THE PROBLEM
From the first line to the last, set down the material exactly and drop every picture.

INPUT
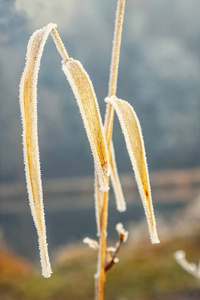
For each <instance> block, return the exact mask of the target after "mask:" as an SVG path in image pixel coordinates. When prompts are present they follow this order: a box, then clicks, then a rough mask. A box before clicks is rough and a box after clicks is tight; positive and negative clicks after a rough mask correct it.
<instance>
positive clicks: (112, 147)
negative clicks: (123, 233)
mask: <svg viewBox="0 0 200 300" xmlns="http://www.w3.org/2000/svg"><path fill="white" fill-rule="evenodd" d="M110 165H111V182H112V186H113V191H114V194H115V200H116V206H117V210H118V211H119V212H123V211H126V202H125V198H124V194H123V191H122V186H121V183H120V179H119V174H118V170H117V164H116V160H115V151H114V147H113V143H111V146H110Z"/></svg>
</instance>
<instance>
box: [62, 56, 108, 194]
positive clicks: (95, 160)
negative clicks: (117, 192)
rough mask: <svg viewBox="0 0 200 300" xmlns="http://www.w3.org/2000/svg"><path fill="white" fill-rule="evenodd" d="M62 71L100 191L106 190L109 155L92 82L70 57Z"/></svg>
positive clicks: (103, 130) (80, 66)
mask: <svg viewBox="0 0 200 300" xmlns="http://www.w3.org/2000/svg"><path fill="white" fill-rule="evenodd" d="M62 69H63V72H64V73H65V75H66V77H67V80H68V82H69V84H70V86H71V88H72V91H73V93H74V96H75V98H76V101H77V104H78V106H79V109H80V113H81V116H82V119H83V123H84V127H85V130H86V133H87V136H88V140H89V143H90V147H91V150H92V154H93V157H94V161H95V167H96V171H97V175H98V181H99V186H100V190H101V191H108V189H109V186H108V183H107V176H108V172H109V156H108V150H107V144H106V139H105V135H104V129H103V125H102V120H101V116H100V112H99V107H98V102H97V99H96V96H95V92H94V89H93V86H92V82H91V80H90V78H89V76H88V74H87V73H86V71H85V70H84V68H83V66H82V65H81V63H80V62H79V61H77V60H73V59H72V58H70V60H68V61H63V65H62Z"/></svg>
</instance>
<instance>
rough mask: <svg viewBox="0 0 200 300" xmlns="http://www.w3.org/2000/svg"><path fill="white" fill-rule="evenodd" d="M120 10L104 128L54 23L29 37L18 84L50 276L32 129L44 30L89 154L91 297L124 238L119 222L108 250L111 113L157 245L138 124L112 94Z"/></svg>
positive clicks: (126, 102)
mask: <svg viewBox="0 0 200 300" xmlns="http://www.w3.org/2000/svg"><path fill="white" fill-rule="evenodd" d="M124 8H125V0H118V5H117V11H116V21H115V31H114V40H113V50H112V59H111V67H110V80H109V88H108V96H107V97H106V99H105V102H106V103H107V107H106V115H105V123H104V126H103V122H102V120H101V116H100V112H99V107H98V102H97V98H96V95H95V92H94V89H93V86H92V82H91V80H90V78H89V76H88V74H87V72H86V71H85V69H84V68H83V66H82V64H81V63H80V62H79V61H77V60H74V59H73V58H71V57H69V55H68V53H67V51H66V49H65V47H64V45H63V43H62V41H61V39H60V36H59V34H58V32H57V30H56V25H55V24H48V25H47V26H46V27H44V28H42V29H39V30H37V31H35V32H34V33H33V35H32V36H31V38H30V40H29V43H28V47H27V55H26V65H25V69H24V72H23V75H22V78H21V83H20V107H21V118H22V128H23V150H24V162H25V173H26V182H27V190H28V195H29V203H30V208H31V212H32V216H33V220H34V223H35V227H36V230H37V234H38V241H39V249H40V259H41V265H42V274H43V276H44V277H50V276H51V273H52V270H51V265H50V260H49V255H48V247H47V237H46V226H45V217H44V208H43V195H42V181H41V172H40V159H39V145H38V133H37V80H38V72H39V68H40V61H41V57H42V52H43V49H44V46H45V43H46V40H47V38H48V36H49V34H51V36H52V38H53V40H54V42H55V45H56V47H57V50H58V52H59V54H60V55H61V57H62V70H63V72H64V74H65V75H66V77H67V80H68V82H69V84H70V86H71V88H72V91H73V93H74V96H75V99H76V101H77V104H78V106H79V110H80V114H81V117H82V119H83V124H84V127H85V130H86V134H87V137H88V140H89V143H90V147H91V151H92V154H93V157H94V167H95V176H94V177H95V182H94V185H95V212H96V220H97V236H98V237H99V241H98V242H97V241H94V240H91V239H89V238H85V239H84V242H85V243H87V244H88V245H89V246H90V247H92V248H93V249H96V250H97V251H98V263H97V272H96V274H95V299H96V300H100V299H101V300H103V299H104V286H105V280H106V274H107V271H108V270H109V269H110V268H111V267H112V266H113V265H114V264H115V263H117V262H118V258H117V257H116V255H117V253H118V251H119V249H120V247H121V245H122V243H124V242H126V239H127V236H128V233H127V231H125V230H124V228H123V226H122V224H118V225H117V227H116V229H117V231H118V234H119V242H118V243H117V244H116V246H115V247H111V248H107V220H108V202H109V187H110V177H111V182H112V185H113V189H114V193H115V197H116V206H117V209H118V210H119V211H125V209H126V204H125V200H124V196H123V192H122V188H121V184H120V180H119V176H118V171H117V166H116V161H115V154H114V147H113V144H112V132H113V118H114V111H115V112H116V114H117V116H118V118H119V122H120V125H121V128H122V132H123V134H124V138H125V142H126V146H127V150H128V153H129V156H130V160H131V163H132V167H133V170H134V172H135V177H136V182H137V184H138V188H139V193H140V196H141V199H142V203H143V206H144V210H145V214H146V218H147V223H148V228H149V233H150V238H151V241H152V243H155V244H156V243H159V239H158V235H157V230H156V222H155V217H154V211H153V205H152V199H151V189H150V183H149V175H148V168H147V162H146V154H145V148H144V142H143V137H142V131H141V127H140V123H139V121H138V118H137V116H136V113H135V111H134V110H133V108H132V107H131V105H130V104H129V103H128V102H127V101H124V100H121V99H118V98H117V97H116V91H117V77H118V66H119V56H120V46H121V35H122V25H123V18H124Z"/></svg>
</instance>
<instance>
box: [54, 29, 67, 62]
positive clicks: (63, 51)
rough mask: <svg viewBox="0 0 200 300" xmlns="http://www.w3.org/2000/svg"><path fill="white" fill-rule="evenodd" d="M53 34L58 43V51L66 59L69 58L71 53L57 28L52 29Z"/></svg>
mask: <svg viewBox="0 0 200 300" xmlns="http://www.w3.org/2000/svg"><path fill="white" fill-rule="evenodd" d="M51 35H52V37H53V40H54V42H55V44H56V48H57V50H58V52H59V53H60V55H61V57H62V58H63V59H64V60H69V55H68V53H67V50H66V49H65V46H64V44H63V42H62V40H61V38H60V36H59V34H58V31H57V30H56V29H55V28H53V29H52V31H51Z"/></svg>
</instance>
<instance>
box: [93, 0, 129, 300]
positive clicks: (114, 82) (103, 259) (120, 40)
mask: <svg viewBox="0 0 200 300" xmlns="http://www.w3.org/2000/svg"><path fill="white" fill-rule="evenodd" d="M124 9H125V0H118V5H117V11H116V20H115V31H114V40H113V50H112V59H111V67H110V81H109V91H108V95H109V96H112V95H115V94H116V90H117V77H118V67H119V55H120V46H121V35H122V25H123V16H124ZM113 120H114V109H113V108H112V106H111V105H107V109H106V117H105V124H104V128H105V136H106V142H107V145H108V152H109V154H110V144H111V141H112V130H113ZM108 185H109V177H108ZM108 201H109V191H107V192H105V193H104V201H103V208H102V218H101V220H102V226H101V235H100V239H99V245H100V249H99V256H98V270H97V275H96V281H98V283H97V282H96V293H95V294H96V297H95V299H96V300H103V299H104V286H105V280H106V272H105V263H106V248H107V247H106V239H107V221H108V220H107V219H108Z"/></svg>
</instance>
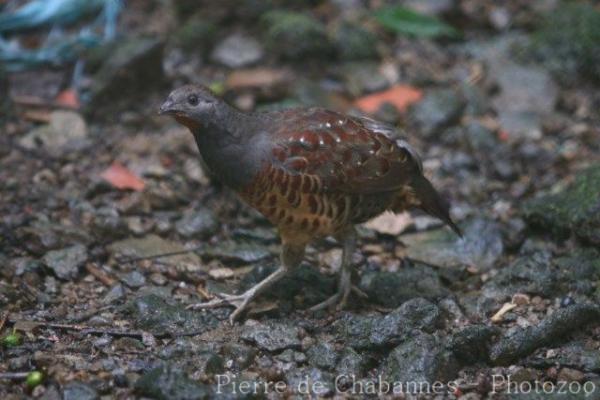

REPLY TO THE TASK
For each <instance> block, return the exact mask of the target after "mask:" as an SVG path in image pixel coordinates. When prompts are present they follow this order: a box, then clicks, then a rough mask. A box before clicks is rough and a box after clicks is tight; positive and negative clicks after a rough mask correct it.
<instance>
positive clicks: (112, 147)
negative clicks: (123, 233)
mask: <svg viewBox="0 0 200 300" xmlns="http://www.w3.org/2000/svg"><path fill="white" fill-rule="evenodd" d="M110 165H111V182H112V186H113V191H114V194H115V200H116V206H117V210H118V211H119V212H123V211H126V202H125V198H124V194H123V191H122V186H121V183H120V179H119V174H118V170H117V164H116V160H115V151H114V147H113V143H111V146H110Z"/></svg>
</instance>
<instance>
box: [62, 56, 108, 194]
positive clicks: (95, 160)
negative clicks: (117, 192)
rough mask: <svg viewBox="0 0 200 300" xmlns="http://www.w3.org/2000/svg"><path fill="white" fill-rule="evenodd" d="M62 71L100 191L106 190L109 155L92 82L70 57Z"/></svg>
positive clicks: (103, 130) (80, 66)
mask: <svg viewBox="0 0 200 300" xmlns="http://www.w3.org/2000/svg"><path fill="white" fill-rule="evenodd" d="M62 69H63V72H64V73H65V75H66V77H67V80H68V82H69V84H70V86H71V88H72V91H73V93H74V96H75V98H76V101H77V104H78V106H79V109H80V113H81V116H82V119H83V123H84V127H85V130H86V133H87V136H88V140H89V143H90V147H91V150H92V154H93V157H94V161H95V167H96V171H97V175H98V181H99V186H100V190H101V191H108V189H109V186H108V183H107V176H108V172H109V156H108V150H107V144H106V139H105V135H104V129H103V125H102V120H101V116H100V112H99V107H98V102H97V99H96V96H95V92H94V89H93V86H92V82H91V80H90V78H89V76H88V74H87V73H86V71H85V70H84V68H83V66H82V65H81V63H80V62H79V61H77V60H73V59H72V58H70V60H68V61H63V65H62Z"/></svg>
</instance>
<instance>
rough mask: <svg viewBox="0 0 200 300" xmlns="http://www.w3.org/2000/svg"><path fill="white" fill-rule="evenodd" d="M120 10L104 128L54 23L29 37L18 84L50 276L32 129L44 30L89 154L91 297L124 238L119 222L108 250L111 113L157 245L138 124L112 94Z"/></svg>
positive clicks: (126, 102)
mask: <svg viewBox="0 0 200 300" xmlns="http://www.w3.org/2000/svg"><path fill="white" fill-rule="evenodd" d="M124 8H125V0H118V5H117V11H116V21H115V31H114V40H113V50H112V59H111V67H110V80H109V88H108V96H107V97H106V99H105V102H106V103H107V107H106V115H105V123H104V126H103V122H102V120H101V116H100V112H99V107H98V102H97V98H96V95H95V92H94V89H93V86H92V82H91V80H90V78H89V76H88V74H87V72H86V71H85V69H84V68H83V66H82V64H81V63H80V62H79V61H77V60H74V59H73V58H71V57H69V55H68V53H67V51H66V49H65V47H64V45H63V43H62V41H61V39H60V36H59V34H58V32H57V30H56V25H55V24H48V25H47V26H46V27H44V28H42V29H39V30H37V31H35V32H34V33H33V35H32V36H31V38H30V40H29V43H28V47H27V55H26V65H25V69H24V72H23V75H22V78H21V83H20V107H21V118H22V128H23V150H24V162H25V173H26V182H27V190H28V195H29V203H30V208H31V212H32V216H33V220H34V223H35V227H36V230H37V234H38V241H39V249H40V259H41V265H42V274H43V276H44V277H50V276H51V273H52V270H51V265H50V260H49V255H48V247H47V237H46V226H45V217H44V208H43V195H42V181H41V172H40V159H39V145H38V133H37V80H38V72H39V68H40V61H41V57H42V52H43V49H44V46H45V43H46V40H47V38H48V36H49V34H51V36H52V38H53V40H54V42H55V45H56V47H57V50H58V52H59V54H60V55H61V57H62V70H63V72H64V74H65V75H66V77H67V80H68V82H69V84H70V86H71V88H72V91H73V93H74V96H75V99H76V101H77V104H78V106H79V110H80V114H81V117H82V119H83V124H84V127H85V130H86V134H87V137H88V140H89V143H90V147H91V151H92V154H93V157H94V167H95V176H94V177H95V182H94V185H95V212H96V220H97V236H98V237H99V241H98V242H97V241H94V240H91V239H89V238H85V239H84V242H85V243H87V244H88V245H89V246H90V247H92V248H93V249H96V250H97V251H98V263H97V272H96V274H95V299H96V300H100V299H101V300H103V299H104V286H105V280H106V274H107V271H108V270H109V269H110V268H111V267H112V266H113V265H114V264H115V263H117V262H118V258H117V257H116V255H117V253H118V251H119V249H120V247H121V245H122V243H124V242H126V239H127V236H128V233H127V231H125V230H124V228H123V226H122V224H118V225H117V227H116V229H117V231H118V234H119V242H118V243H117V244H116V246H115V247H111V248H107V220H108V202H109V187H110V177H111V182H112V185H113V189H114V193H115V197H116V206H117V209H118V210H119V211H125V209H126V204H125V200H124V196H123V192H122V188H121V184H120V180H119V176H118V171H117V166H116V161H115V154H114V147H113V144H112V132H113V118H114V111H115V112H116V114H117V116H118V118H119V122H120V125H121V128H122V132H123V134H124V138H125V142H126V146H127V150H128V153H129V156H130V160H131V163H132V167H133V170H134V172H135V177H136V182H137V184H138V188H139V193H140V196H141V199H142V203H143V206H144V210H145V214H146V218H147V223H148V228H149V233H150V238H151V241H152V243H155V244H156V243H159V239H158V235H157V230H156V222H155V217H154V211H153V205H152V199H151V189H150V183H149V175H148V168H147V162H146V154H145V148H144V142H143V137H142V131H141V127H140V123H139V121H138V118H137V116H136V113H135V111H134V110H133V108H132V107H131V105H130V104H129V103H128V102H127V101H124V100H121V99H118V98H117V97H116V91H117V77H118V66H119V56H120V46H121V35H122V25H123V18H124Z"/></svg>
</instance>
<instance>
box: [54, 29, 67, 62]
positive clicks: (63, 51)
rough mask: <svg viewBox="0 0 200 300" xmlns="http://www.w3.org/2000/svg"><path fill="white" fill-rule="evenodd" d="M53 34L58 43V51L66 59L69 58L71 53L57 28L52 29Z"/></svg>
mask: <svg viewBox="0 0 200 300" xmlns="http://www.w3.org/2000/svg"><path fill="white" fill-rule="evenodd" d="M51 35H52V37H53V40H54V42H55V44H56V48H57V50H58V52H59V53H60V55H61V57H62V58H63V59H64V60H69V55H68V53H67V50H66V49H65V46H64V44H63V42H62V40H61V38H60V36H59V34H58V31H57V30H56V29H55V28H53V29H52V31H51Z"/></svg>
</instance>
<instance>
box: [93, 0, 129, 300]
positive clicks: (114, 82) (103, 259) (120, 40)
mask: <svg viewBox="0 0 200 300" xmlns="http://www.w3.org/2000/svg"><path fill="white" fill-rule="evenodd" d="M124 9H125V0H118V5H117V11H116V20H115V31H114V40H113V50H112V59H111V67H110V81H109V91H108V95H109V96H112V95H115V94H116V90H117V77H118V67H119V55H120V46H121V35H122V25H123V16H124ZM113 120H114V109H113V108H112V106H111V105H107V109H106V117H105V124H104V128H105V136H106V142H107V145H108V152H109V154H110V144H111V141H112V130H113ZM108 185H109V177H108ZM108 201H109V191H107V192H105V193H104V201H103V208H102V218H101V220H102V226H101V235H100V239H99V245H100V249H99V256H98V270H97V275H96V281H98V283H97V282H96V293H95V294H96V297H95V299H96V300H103V299H104V286H105V280H106V272H105V263H106V248H107V247H106V239H107V221H108V220H107V219H108Z"/></svg>
</instance>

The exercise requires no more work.